:: TRECHO DO DOCUMENTO
“Se ele sangra, podemos matá-lo”.
– Major Alan “Dutch” Schaeffer

Rocky Balboa foi a fagulha que inspirou o roteiro de O Predador. Sim, isso não é uma piada. Ele mesmo, o boxeador mais famoso do cinema, o personagem da vida de Sylvester Stallone. Após o quarto filme da franquia, a piada recorrente em Hollywood dizia que estava faltando oponente na Terra e muito em breve o garanhão italiano teria de enfrentar um adversário extraterrestre. A anedota inspirou os irmãos Jim e John Thomas, que escreveram um roteiro sobre uma criatura alienígena que vem à Terra para caçar oponentes. Tentaram vendê-lo em vão: como não tinham agentes, o roteiro sequer era lido pelos estúdios. Os dois, então, tiveram a brilhante ideia de colocá-lo por debaixo da porta de Michael Levy, executivo da Fox, que, vejam só!, leu o roteiro. Gostou e passou para o produtor Joe Silver, que trouxe Lawrence Gordon para co-produzir, contratou o novato John McTiernan para dirigir e convenceu Arnold Schwarzenegger a embarcar no projeto.

Os anos 1980 foram prodigiosos para o cinema de ação, tanto pelo domínio “puro” que o gênero alcançou no período, quanto pela fusão perfeita que encontrou com outros gêneros, como a comédia, a aventura, a ficção científica, o suspense e a fantasia. É a década de filmes como Os Caçadores da Arca Perdida (1981), Rambo: Programado para Matar (1982), O Exterminador do Futuro (1984), Braddock – O Super Comando (1984), Um Tira da Pesada (1984), Comando Para Matar (1985), Aliens, O Resgate (1986), Stallone Cobra (1986), RoboCop – O Policial do Futuro (1987), Máquina Mortífera (1987) e Duro de Matar (1988).

O Predador é uma síntese dessa época e de tudo que dominou o cinema de entretenimento do período. O caldeirão comandado por McTiernan mistura ação, guerra, ficção científica, terror e suspense em doses praticamente iguais. Adicione a essa combinação explosiva um monstro caçador extremamente inteligente com um visual absolutamente icônico, um timaço de coadjuvantes encabeçados pelo eterno Carl “Apollo Creed” Weathers e, por fim, coloque Arnold Schwarzenegger, já um astro consagrado na época, para estrelar e comandar a equipe, dê-lhe um charuto em quase todas as cenas, uma arma enorme nas mãos e muitas frases de efeito – “You’re one… ugly motherfucker!“.
::::
:: DADOS ARMAZENADOS
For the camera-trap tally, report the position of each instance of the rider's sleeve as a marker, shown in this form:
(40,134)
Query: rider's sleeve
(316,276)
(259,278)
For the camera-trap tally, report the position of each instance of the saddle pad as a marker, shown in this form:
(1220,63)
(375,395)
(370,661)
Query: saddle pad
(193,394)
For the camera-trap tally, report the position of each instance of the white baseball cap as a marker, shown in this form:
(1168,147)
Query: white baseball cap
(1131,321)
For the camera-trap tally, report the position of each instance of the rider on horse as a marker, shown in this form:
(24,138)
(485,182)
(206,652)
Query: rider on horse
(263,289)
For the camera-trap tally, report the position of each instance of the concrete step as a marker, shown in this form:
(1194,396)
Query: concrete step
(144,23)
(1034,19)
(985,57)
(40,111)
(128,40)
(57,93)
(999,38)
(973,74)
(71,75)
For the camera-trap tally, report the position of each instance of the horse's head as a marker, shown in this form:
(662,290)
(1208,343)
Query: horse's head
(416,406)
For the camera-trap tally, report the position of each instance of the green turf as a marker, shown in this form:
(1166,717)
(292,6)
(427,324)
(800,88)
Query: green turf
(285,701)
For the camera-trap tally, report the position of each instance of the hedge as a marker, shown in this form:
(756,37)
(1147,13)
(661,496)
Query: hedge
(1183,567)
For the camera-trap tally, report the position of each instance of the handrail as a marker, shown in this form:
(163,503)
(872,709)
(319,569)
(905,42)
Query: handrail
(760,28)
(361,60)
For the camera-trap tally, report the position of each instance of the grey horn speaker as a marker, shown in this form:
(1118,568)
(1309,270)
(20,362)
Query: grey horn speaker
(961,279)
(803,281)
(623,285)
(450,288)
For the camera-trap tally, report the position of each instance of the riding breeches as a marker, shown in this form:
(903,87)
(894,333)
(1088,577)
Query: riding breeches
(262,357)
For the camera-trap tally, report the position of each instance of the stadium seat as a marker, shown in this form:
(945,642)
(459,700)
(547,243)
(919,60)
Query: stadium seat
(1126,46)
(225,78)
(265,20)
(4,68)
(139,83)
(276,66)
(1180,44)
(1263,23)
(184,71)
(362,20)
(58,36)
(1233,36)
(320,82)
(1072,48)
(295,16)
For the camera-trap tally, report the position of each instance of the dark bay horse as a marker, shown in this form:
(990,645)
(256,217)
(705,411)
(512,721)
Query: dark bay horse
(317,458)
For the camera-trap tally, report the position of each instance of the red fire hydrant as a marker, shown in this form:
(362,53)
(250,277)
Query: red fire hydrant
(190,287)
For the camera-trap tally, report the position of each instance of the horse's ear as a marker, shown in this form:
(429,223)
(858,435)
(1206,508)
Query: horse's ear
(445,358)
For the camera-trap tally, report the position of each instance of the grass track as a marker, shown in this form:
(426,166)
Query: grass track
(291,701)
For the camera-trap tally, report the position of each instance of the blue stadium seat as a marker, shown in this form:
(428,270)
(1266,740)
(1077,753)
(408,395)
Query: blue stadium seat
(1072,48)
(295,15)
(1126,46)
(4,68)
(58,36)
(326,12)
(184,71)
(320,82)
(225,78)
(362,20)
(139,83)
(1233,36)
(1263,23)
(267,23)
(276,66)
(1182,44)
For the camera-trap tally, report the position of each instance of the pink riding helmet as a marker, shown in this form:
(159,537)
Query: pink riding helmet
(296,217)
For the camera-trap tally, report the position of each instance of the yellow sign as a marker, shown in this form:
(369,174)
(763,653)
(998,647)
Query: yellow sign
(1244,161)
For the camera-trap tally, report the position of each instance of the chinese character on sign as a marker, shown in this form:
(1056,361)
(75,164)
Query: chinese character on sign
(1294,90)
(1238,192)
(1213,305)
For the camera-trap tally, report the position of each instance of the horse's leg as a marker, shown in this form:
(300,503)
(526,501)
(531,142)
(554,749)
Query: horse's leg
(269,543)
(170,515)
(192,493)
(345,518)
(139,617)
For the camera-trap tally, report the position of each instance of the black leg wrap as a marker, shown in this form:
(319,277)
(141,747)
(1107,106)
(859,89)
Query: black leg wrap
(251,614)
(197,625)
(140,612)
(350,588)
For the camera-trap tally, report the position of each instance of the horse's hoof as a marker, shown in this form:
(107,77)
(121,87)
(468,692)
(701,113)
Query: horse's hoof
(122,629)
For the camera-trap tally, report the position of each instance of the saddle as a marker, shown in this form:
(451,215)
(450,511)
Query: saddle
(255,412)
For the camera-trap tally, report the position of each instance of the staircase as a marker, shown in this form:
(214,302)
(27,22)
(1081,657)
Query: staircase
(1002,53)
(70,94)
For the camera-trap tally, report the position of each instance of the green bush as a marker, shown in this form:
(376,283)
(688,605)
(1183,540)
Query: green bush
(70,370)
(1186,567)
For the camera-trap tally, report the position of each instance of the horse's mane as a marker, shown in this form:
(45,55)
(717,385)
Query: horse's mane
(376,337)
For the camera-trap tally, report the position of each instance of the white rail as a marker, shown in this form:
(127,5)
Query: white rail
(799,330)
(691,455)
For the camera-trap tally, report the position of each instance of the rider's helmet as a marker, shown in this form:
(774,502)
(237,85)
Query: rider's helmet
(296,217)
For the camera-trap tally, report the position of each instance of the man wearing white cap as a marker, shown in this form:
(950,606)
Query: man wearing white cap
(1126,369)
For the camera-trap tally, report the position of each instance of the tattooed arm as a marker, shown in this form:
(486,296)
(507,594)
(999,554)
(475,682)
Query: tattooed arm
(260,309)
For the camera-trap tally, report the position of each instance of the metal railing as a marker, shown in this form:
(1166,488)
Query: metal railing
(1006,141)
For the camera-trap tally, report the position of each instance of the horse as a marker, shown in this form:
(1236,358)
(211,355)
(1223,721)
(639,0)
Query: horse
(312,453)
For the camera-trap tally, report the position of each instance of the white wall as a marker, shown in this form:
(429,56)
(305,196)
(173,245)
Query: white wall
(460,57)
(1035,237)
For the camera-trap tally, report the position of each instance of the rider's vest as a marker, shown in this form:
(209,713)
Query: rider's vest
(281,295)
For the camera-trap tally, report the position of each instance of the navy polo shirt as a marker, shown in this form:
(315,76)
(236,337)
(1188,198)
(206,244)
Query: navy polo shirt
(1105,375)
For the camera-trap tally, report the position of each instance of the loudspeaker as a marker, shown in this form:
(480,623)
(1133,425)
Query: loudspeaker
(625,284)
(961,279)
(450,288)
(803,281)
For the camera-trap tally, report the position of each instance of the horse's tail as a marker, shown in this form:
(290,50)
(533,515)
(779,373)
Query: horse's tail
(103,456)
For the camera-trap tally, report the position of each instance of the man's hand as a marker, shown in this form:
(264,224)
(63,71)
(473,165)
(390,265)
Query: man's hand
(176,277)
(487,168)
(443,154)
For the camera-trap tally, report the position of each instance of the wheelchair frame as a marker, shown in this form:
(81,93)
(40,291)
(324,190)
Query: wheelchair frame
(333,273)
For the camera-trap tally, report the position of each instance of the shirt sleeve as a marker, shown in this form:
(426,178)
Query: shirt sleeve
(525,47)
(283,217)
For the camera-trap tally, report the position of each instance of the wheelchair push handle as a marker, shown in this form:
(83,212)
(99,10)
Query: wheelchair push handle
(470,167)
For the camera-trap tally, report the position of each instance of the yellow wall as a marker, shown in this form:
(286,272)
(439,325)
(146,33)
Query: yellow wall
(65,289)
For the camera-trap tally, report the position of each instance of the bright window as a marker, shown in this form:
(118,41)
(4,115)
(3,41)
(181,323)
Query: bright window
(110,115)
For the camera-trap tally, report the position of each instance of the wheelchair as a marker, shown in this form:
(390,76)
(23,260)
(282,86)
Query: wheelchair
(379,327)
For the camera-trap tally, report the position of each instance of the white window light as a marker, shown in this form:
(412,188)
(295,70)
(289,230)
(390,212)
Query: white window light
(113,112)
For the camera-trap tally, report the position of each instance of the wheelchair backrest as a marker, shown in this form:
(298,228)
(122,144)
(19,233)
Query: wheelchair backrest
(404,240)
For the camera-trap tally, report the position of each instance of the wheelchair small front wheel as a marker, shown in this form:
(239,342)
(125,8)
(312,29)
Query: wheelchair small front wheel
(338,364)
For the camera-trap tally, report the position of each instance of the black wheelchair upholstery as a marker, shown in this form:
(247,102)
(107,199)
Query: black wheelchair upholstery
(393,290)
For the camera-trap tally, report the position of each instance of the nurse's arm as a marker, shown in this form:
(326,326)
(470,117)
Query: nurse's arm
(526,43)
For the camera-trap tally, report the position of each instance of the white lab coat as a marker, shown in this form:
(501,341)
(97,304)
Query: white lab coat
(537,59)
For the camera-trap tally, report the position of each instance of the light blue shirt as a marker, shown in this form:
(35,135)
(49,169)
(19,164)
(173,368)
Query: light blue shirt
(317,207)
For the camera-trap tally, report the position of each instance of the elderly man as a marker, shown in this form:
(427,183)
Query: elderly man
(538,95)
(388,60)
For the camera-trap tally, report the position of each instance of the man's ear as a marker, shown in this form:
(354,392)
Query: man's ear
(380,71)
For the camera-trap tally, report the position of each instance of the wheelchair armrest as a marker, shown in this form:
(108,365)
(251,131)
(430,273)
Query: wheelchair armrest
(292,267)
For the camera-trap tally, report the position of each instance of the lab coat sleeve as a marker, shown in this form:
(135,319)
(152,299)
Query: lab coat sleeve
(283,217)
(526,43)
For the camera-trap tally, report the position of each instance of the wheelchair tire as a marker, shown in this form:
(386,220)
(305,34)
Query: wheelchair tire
::::
● **EXERCÍCIO ESCRITO A**
Quais gêneros, segundo o texto sobre O Predador, se misturam no caldeirão comandado por McTiernan?
● **EXERCÍCIO ESCRITO B**
Prolongue o texto sobre O Predador a partir da última frase apresentada.

● **RESPOSTA DO EXERCÍCIO A**
Ação, guerra, ficção científica, terror e suspense.

● **RESPOSTA DO EXERCÍCIO B**
Havia alguma chance disso tudo dar errado? Certamente que não.

A história é extremamente simples. Um grupo de soldados de elite é designado pelo general Phillips (RG Armstrong) para uma missão de resgate de um ministro estrangeiro e funcionários de governo que foram capturados por guerrilheiros de uma republiqueta comunista qualquer da América Central. Só que não demora muito para que todos percebam que há uma ameaça mortífera e imparável na densa floresta. Dutch (Arnold Schwarzenneger) é o líder da equipe, um major durão, mas que trata seus comandados como se fossem a sua família. Durante toda a missão entrará em conflito com seu velho amigo e hoje agente da CIA George Dillon (Carl Weathers), que resolveu acompanhá-los e negligenciou detalhes cruciais sobre a missão – como a equipe de Boinas Verdes que havia sido enviada semanas antes para o resgate e que foi brutalmente assassinada pela criatura. Uma hilária queda de braço no ar entre os dois atores, ainda nos instantes iniciais, é um prenúncio da rivalidade latente que existirá entre os personagens.

Mac (Bill Duke) usa facas e se barbeia a seco em momentos de tensão; Billy (Sonny Landham) é o indígena meio “Rambo” que vive em sintonia com a floresta e seus espíritos ancestrais; Blain (Jesse Ventura) é um brutamontes que manuseia uma gatling gun enquanto masca fumo o tempo inteiro; Poncho (Richard Chaves) é emotivo e usa um lança-granadas; e por fim, Hawkins (Shane Black), o novato da turma, com seus óculos extravagantes, um especialista em piadas sujas. Ainda há espaço para a personagem feminina, Anna (Elpidia Carrillo), uma guerrilheira local agregada ao grupo por Dutch. Todos os personagens são clichês e estereotipados, mas bem estruturados, fortes e simples. O conhecimento que cada um possui sobre o outro e as constantes brincadeiras e disputas estabelecem com precisão os laços de companheirismo que unem a equipe.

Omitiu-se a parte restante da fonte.